• _Выбранный отрывок_:
******************************
Доминирование в сегодняшнем мире представительных демократий подводит к ещё одному важному выводу. Целенаправленный и разумный поиск решения рано или поздно превосходит слепой естественный отбор. Колесо быстрее копыт, самолёт быстрее птицы. Искусственное распределение бремени власти на большее количество людей, ее децентрализация в демократическом государстве намного эффективнее возникавших естественным путем монархий или тираний.
Современных политиков часто ругают за то, что они не склонны планировать дальше следующих выборов, тогда как при пожизненном правлении достаточно молодой монарх или диктатор заинтересован думать на десятилетия вперед. А на самом деле всё получается наоборот. Фараоны тратили огромные ресурсы на совершенно бесполезные пирамиды, а при нынешних скоропортящихся президентах люди строят гигантские небоскрёбы, плотины и заводы. Почему так? Может быть всё-таки потому, что они «царствуют, но не правят»? Может быть такую полезную функцию власти как координация усилий множества людей ради общего дела, возможно реализовать без её участия? Может быть ключевую роль в постройке пирамид, плотин и кораблей играли не цари и министры, а инженеры и изобретатели?
Может быть сейчас, впервые в истории человечества, развитие науки и технологий достигло такого уровня, при котором вообще не нужен единый центр управления? И общество сможет самоорганизоваться, отбросив, наконец, рудименты в виде централизованной власти, которая с упорством мухи, бьющейся о стекло, инстинктивно стремится «укреплять вертикаль» как это делали альфа-самцы в стаде.
Ведь почти все конкретные решения сейчас принимают уже не министры и депутаты, а советники и эксперты. Времена, когда царь собственноручно строил военный флот, давно прошли. Современное общество слишком сложно, чтобы им могли управлять несколько сотен профессиональных функционеров. Их приходится терпеть, так как до недавнего времени в принципе не существовало возможности быстро выработать компетентное коллективное решение по любому вопросу. В таких условиях наличие «главного», который принимал все решения единолично, иногда позволяло сделать верный шаг и «поймать волну».
Сейчас, с появлением Интернета и дешевых мощных компьютеров, задача создания системы, способной в реальном времени координировать действия крупных групп людей уже не выглядит утопией. И зачем тогда вообще нужны президенты и парламенты? В каждой конкретной сфере решения должен принимать ситуативный лидер, который чувствует «волну». Как показывает опыт, отсутствие гарантий сохранения власти на длительный срок имеет больше плюсов, чем минусов. Широкие возможности для злоупотреблений при пожизненной неограниченной власти значительно перевешивают преимущества дальнего горизонта планирования. Да и сама возможность такого планирования сомнительна. А благодаря прозрачности и системе учета репутации, «страна будет знать своих героев», и герои будут это отлично понимать, так что ни один из них не станет жертвовать долгосрочным успехом ради сиюминутной выгоды.
Впрочем, мы забегаем вперёд. Прежде чем двигаться дальше, стоит подробнее рассмотреть эволюцию государства как доминирующей формы социального устройства в наши дни.
******************************
• _Обязательное задание A_:
Ответьте на вопросы по отрывку о власти, помечая ответы так же, как вопросы.
(i) На что, согласно отрывку о власти, фараоны тратили огромные ресурсы?
(ii) Кто сейчас принимает почти все конкретные решения вместо министров и депутатов?
(iii) Появление чего делает задачу создания системы для координации крупных групп людей в реальном времени не похожей на утопию?
• _Обязательное задание B_: Верните без изменений фрагмент отрывка о власти, начиная со слов «Впрочем, мы забегаем» и заканчивая словами «в наши дни.».
******************************
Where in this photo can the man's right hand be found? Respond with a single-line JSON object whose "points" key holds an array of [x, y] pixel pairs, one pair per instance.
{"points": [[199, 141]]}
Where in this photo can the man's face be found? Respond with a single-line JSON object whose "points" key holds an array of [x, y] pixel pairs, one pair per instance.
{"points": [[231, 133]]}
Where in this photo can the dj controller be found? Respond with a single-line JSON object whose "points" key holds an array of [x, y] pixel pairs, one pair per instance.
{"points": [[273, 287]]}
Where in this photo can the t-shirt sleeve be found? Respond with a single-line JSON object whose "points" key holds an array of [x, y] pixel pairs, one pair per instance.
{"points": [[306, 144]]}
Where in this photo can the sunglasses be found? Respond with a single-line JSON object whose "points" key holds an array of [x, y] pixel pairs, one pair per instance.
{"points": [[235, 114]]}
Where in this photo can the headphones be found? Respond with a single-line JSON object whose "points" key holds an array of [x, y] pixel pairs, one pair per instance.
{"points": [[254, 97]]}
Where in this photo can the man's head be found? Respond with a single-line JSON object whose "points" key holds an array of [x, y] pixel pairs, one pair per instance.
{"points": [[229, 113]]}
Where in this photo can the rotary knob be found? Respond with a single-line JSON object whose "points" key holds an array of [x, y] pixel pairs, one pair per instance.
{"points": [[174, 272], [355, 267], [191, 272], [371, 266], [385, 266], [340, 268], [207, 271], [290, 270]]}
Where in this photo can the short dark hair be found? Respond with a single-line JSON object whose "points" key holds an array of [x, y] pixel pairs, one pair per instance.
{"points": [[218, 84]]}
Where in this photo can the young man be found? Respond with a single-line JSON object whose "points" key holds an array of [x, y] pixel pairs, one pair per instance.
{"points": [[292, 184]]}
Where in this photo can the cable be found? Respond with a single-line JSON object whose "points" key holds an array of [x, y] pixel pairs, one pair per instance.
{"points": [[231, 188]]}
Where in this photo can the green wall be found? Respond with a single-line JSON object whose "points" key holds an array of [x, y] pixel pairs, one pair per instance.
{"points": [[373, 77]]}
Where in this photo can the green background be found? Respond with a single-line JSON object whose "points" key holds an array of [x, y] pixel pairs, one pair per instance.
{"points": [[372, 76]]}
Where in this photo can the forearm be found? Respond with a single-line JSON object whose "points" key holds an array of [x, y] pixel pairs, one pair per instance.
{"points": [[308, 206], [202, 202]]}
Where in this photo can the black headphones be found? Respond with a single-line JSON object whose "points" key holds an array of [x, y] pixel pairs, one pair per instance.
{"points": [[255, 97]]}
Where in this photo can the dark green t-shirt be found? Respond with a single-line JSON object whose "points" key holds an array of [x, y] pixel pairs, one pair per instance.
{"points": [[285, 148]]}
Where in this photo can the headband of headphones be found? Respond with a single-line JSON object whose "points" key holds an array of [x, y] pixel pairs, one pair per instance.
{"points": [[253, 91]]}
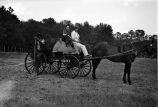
******************************
• _Результат упражнения A_:
(i) Фараоны тратили огромные ресурсы на совершенно бесполезные пирамиды.
(ii) Почти все конкретные решения сейчас принимают советники и эксперты.
(iii) Такая задача перестала выглядеть утопией с появлением Интернета и дешевых мощных компьютеров.

• _Результат упражнения B_:
Впрочем, мы забегаем вперёд. Прежде чем двигаться дальше, стоит подробнее рассмотреть эволюцию государства как доминирующей формы социального устройства в наши дни.